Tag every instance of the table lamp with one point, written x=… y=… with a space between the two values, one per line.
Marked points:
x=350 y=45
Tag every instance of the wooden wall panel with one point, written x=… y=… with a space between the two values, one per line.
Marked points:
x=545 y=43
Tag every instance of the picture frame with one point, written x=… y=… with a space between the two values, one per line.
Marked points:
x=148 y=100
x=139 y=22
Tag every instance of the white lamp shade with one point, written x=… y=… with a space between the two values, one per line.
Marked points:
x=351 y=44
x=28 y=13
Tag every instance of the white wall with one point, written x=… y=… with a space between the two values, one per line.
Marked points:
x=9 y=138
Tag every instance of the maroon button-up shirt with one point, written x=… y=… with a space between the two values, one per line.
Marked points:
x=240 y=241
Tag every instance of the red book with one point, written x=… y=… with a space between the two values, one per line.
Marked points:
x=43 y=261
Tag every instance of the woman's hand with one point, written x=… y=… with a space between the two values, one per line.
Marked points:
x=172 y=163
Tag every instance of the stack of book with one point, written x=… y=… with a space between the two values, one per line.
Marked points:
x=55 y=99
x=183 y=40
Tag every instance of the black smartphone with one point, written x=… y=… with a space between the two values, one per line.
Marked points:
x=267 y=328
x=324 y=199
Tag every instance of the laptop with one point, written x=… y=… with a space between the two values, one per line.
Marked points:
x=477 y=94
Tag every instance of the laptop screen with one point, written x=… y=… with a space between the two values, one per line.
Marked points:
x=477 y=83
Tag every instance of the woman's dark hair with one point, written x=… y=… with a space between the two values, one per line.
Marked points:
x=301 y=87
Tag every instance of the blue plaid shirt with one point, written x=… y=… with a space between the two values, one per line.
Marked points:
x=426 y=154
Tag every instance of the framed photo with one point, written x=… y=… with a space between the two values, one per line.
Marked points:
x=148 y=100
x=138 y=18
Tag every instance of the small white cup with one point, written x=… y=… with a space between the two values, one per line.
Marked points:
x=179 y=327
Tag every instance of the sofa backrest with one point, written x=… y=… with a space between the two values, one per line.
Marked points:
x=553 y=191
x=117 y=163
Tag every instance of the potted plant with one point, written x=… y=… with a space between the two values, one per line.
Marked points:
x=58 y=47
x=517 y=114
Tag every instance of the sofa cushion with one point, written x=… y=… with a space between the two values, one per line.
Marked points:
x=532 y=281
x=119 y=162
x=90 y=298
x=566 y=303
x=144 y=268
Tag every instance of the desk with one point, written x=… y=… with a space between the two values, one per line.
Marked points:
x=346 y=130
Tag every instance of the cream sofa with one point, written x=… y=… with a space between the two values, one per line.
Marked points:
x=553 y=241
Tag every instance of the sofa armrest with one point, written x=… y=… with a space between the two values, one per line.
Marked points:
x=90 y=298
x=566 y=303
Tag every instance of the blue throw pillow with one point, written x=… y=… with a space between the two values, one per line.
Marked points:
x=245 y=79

++++

→ GOAL
Please restate the data word for word, every record included.

→ FULL ANSWER
Tag every instance of the table lamp with one point, written x=… y=… with a space between the two values, one per line.
Marked points:
x=350 y=45
Tag every instance of the wooden wall panel with one point, written x=… y=… with a space between the two values, one per line.
Marked points:
x=545 y=43
Tag every instance of the picture frame with one point, written x=… y=… with a space between the two values, one per line.
Marked points:
x=148 y=100
x=139 y=22
Tag every instance of the white lamp shade with one point, written x=… y=… with a space between the two values, one per line.
Marked points:
x=351 y=44
x=28 y=13
Tag every instance of the white wall with one point, written x=… y=… with a space between the two values, one per line.
Marked points:
x=9 y=138
Tag every instance of the maroon button-up shirt with one point, written x=… y=… with a space between the two values, one per line.
Marked points:
x=240 y=241
Tag every instance of the red book with one point, written x=… y=… with a space between the two values, one per line.
Marked points:
x=43 y=261
Tag every instance of the woman's hand with one point, written x=… y=… with a space between the two values, one per line.
Marked points:
x=172 y=163
Tag every instance of the stack of book with one point, written x=… y=… with a space between the two values, one per line.
Marked points:
x=55 y=99
x=183 y=40
Tag every instance of the black smartphone with one point, written x=… y=… with a space between the two values, one per line.
Marked points:
x=267 y=328
x=324 y=199
Tag every instance of the laptop with one point, written x=… y=… with a space between the two values, one per line.
Marked points:
x=477 y=94
Tag every instance of the laptop screen with one point, written x=… y=… with a space between the two values, one per line.
Marked points:
x=477 y=83
Tag every instance of the woman's dark hair with one point, written x=… y=… with a space between the two values, one per line.
Marked points:
x=301 y=87
Tag every instance of the blue plaid shirt with one point, written x=… y=… with a space between the two values, one per line.
Marked points:
x=426 y=154
Tag every instance of the framed photo with one point, written x=… y=… with a space between the two values, one per line.
Marked points:
x=148 y=100
x=138 y=18
Tag every instance of the small white cup with one point, written x=… y=… with a space between the two values, one per line.
Marked points:
x=179 y=327
Tag every instance of the sofa backrest with one point, written x=… y=… with a space between the two values, one per line.
Marked points:
x=553 y=191
x=117 y=163
Tag every instance of the potted plant with one point, written x=… y=… with a space between the two values, one per line.
Marked points:
x=58 y=47
x=517 y=114
Tag every instance of the sofa cushion with one point, written x=… y=… with a space between the two values, one per line.
Marked points:
x=532 y=281
x=119 y=162
x=90 y=298
x=566 y=303
x=144 y=268
Tag every instance of the desk with one point, written x=… y=… with a space between the two values, one per line.
Marked points:
x=346 y=130
Tag every instance of the cream sofa with one point, written x=… y=… with a space between the two values, one per line.
Marked points:
x=553 y=241
Tag every instance of the sofa armrest with one point, written x=… y=… with a space between the two values, one per line.
Marked points:
x=90 y=298
x=566 y=303
Tag every instance of the blue throw pillow with one point, written x=… y=… with a space between the two values, one per line.
Marked points:
x=245 y=79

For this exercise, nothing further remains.